▶ What you should do: Below are records; write all of them out exactly.

Extracted data entries
----
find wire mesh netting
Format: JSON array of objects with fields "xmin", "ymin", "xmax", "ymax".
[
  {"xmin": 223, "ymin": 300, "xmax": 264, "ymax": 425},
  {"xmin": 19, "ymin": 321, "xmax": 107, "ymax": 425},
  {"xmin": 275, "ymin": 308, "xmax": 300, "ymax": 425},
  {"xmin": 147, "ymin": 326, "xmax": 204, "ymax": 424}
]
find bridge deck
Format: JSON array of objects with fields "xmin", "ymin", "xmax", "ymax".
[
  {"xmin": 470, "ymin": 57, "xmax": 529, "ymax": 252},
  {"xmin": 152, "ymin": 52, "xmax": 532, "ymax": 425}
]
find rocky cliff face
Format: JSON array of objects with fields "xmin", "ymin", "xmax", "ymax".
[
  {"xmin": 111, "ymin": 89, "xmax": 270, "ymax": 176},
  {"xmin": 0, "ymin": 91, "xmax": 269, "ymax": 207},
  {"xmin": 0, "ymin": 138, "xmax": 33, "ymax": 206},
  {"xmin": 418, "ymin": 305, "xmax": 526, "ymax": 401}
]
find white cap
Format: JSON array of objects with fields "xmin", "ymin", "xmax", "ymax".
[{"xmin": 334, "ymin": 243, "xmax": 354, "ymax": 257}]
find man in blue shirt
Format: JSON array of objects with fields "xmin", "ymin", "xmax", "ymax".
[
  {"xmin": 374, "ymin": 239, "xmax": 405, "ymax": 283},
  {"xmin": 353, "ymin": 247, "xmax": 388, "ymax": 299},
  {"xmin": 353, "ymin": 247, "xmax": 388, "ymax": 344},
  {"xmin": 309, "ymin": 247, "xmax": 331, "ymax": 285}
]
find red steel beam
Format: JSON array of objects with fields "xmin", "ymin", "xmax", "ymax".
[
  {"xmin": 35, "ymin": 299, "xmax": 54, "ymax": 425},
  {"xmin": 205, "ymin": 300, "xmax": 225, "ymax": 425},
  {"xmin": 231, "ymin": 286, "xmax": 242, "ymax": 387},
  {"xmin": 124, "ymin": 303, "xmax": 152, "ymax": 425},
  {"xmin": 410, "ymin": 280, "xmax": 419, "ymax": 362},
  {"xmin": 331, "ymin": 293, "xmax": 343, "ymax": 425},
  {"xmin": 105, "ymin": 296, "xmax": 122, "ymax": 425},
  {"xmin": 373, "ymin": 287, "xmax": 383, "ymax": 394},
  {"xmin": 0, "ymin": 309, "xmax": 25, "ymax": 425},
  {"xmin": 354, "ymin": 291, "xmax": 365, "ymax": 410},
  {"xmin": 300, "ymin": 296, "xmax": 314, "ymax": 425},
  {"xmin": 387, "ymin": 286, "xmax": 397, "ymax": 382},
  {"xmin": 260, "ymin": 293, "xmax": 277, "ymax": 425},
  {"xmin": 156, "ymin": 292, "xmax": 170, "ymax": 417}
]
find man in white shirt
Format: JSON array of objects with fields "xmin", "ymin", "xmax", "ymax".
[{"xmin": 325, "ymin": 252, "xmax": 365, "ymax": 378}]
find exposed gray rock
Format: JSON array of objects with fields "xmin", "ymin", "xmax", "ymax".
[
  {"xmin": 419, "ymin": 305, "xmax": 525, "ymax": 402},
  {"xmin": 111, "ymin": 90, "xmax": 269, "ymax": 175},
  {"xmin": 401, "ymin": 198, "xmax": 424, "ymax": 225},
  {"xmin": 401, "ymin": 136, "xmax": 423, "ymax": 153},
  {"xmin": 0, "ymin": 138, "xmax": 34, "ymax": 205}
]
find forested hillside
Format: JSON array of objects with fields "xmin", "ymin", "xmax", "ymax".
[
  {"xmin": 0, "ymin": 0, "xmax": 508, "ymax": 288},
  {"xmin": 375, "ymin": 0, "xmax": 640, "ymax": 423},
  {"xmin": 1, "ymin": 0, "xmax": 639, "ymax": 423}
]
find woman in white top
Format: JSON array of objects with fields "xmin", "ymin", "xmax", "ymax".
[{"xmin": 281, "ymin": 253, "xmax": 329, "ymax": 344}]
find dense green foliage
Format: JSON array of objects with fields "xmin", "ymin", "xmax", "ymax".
----
▶ Exercise output:
find wire mesh netting
Format: JSON array of objects with fields "xmin", "ymin", "xmax", "ymax".
[
  {"xmin": 223, "ymin": 300, "xmax": 264, "ymax": 425},
  {"xmin": 19, "ymin": 321, "xmax": 107, "ymax": 425},
  {"xmin": 275, "ymin": 308, "xmax": 300, "ymax": 425},
  {"xmin": 147, "ymin": 326, "xmax": 204, "ymax": 424}
]
find bridge deck
Format: JSON array of objects with fields "xmin", "ymin", "xmax", "ymax".
[
  {"xmin": 470, "ymin": 57, "xmax": 529, "ymax": 252},
  {"xmin": 152, "ymin": 52, "xmax": 532, "ymax": 425}
]
find rocky cliff face
Format: JSON array of objects with fields "xmin", "ymin", "xmax", "ymax".
[
  {"xmin": 111, "ymin": 89, "xmax": 270, "ymax": 176},
  {"xmin": 0, "ymin": 91, "xmax": 269, "ymax": 207},
  {"xmin": 0, "ymin": 138, "xmax": 33, "ymax": 206},
  {"xmin": 418, "ymin": 305, "xmax": 526, "ymax": 401}
]
find white cap
Format: JSON array of objects with fields "xmin", "ymin", "xmax", "ymax".
[{"xmin": 334, "ymin": 243, "xmax": 354, "ymax": 257}]
find man in blue shirt
Format: JSON array of objects with fields "xmin", "ymin", "xmax", "ymax".
[
  {"xmin": 374, "ymin": 239, "xmax": 405, "ymax": 283},
  {"xmin": 353, "ymin": 247, "xmax": 388, "ymax": 299},
  {"xmin": 353, "ymin": 247, "xmax": 388, "ymax": 344},
  {"xmin": 309, "ymin": 247, "xmax": 331, "ymax": 285}
]
find red steel beam
Format: JSON array of objects with fields "xmin", "ymin", "xmax", "ymax".
[
  {"xmin": 35, "ymin": 299, "xmax": 54, "ymax": 425},
  {"xmin": 205, "ymin": 300, "xmax": 225, "ymax": 425},
  {"xmin": 231, "ymin": 286, "xmax": 242, "ymax": 387},
  {"xmin": 124, "ymin": 303, "xmax": 152, "ymax": 425},
  {"xmin": 410, "ymin": 280, "xmax": 419, "ymax": 362},
  {"xmin": 331, "ymin": 293, "xmax": 343, "ymax": 425},
  {"xmin": 105, "ymin": 296, "xmax": 122, "ymax": 425},
  {"xmin": 373, "ymin": 287, "xmax": 383, "ymax": 394},
  {"xmin": 0, "ymin": 309, "xmax": 25, "ymax": 425},
  {"xmin": 354, "ymin": 291, "xmax": 365, "ymax": 410},
  {"xmin": 300, "ymin": 296, "xmax": 314, "ymax": 425},
  {"xmin": 387, "ymin": 286, "xmax": 397, "ymax": 382},
  {"xmin": 260, "ymin": 293, "xmax": 277, "ymax": 425},
  {"xmin": 156, "ymin": 292, "xmax": 170, "ymax": 417}
]
find man in white shirt
Format: JSON array of objects with fields "xmin", "ymin", "xmax", "ymax".
[{"xmin": 325, "ymin": 252, "xmax": 365, "ymax": 378}]
find exposed gray rock
Format: JSON array of objects with fields "xmin", "ymin", "xmax", "ymax".
[
  {"xmin": 419, "ymin": 305, "xmax": 525, "ymax": 402},
  {"xmin": 111, "ymin": 90, "xmax": 269, "ymax": 175},
  {"xmin": 401, "ymin": 198, "xmax": 424, "ymax": 225},
  {"xmin": 401, "ymin": 136, "xmax": 423, "ymax": 153},
  {"xmin": 0, "ymin": 138, "xmax": 34, "ymax": 205}
]
find forested hillside
Format: JSON array of objects with fields "xmin", "ymin", "xmax", "ymax".
[
  {"xmin": 0, "ymin": 0, "xmax": 508, "ymax": 288},
  {"xmin": 375, "ymin": 0, "xmax": 640, "ymax": 423},
  {"xmin": 1, "ymin": 0, "xmax": 639, "ymax": 423}
]
find woman in white top
Format: JSON array of objects with fields "xmin", "ymin", "xmax", "ymax".
[{"xmin": 281, "ymin": 253, "xmax": 329, "ymax": 344}]
find dense green foliage
Format: JSON array of objects with fields "xmin", "ymin", "xmax", "ymax".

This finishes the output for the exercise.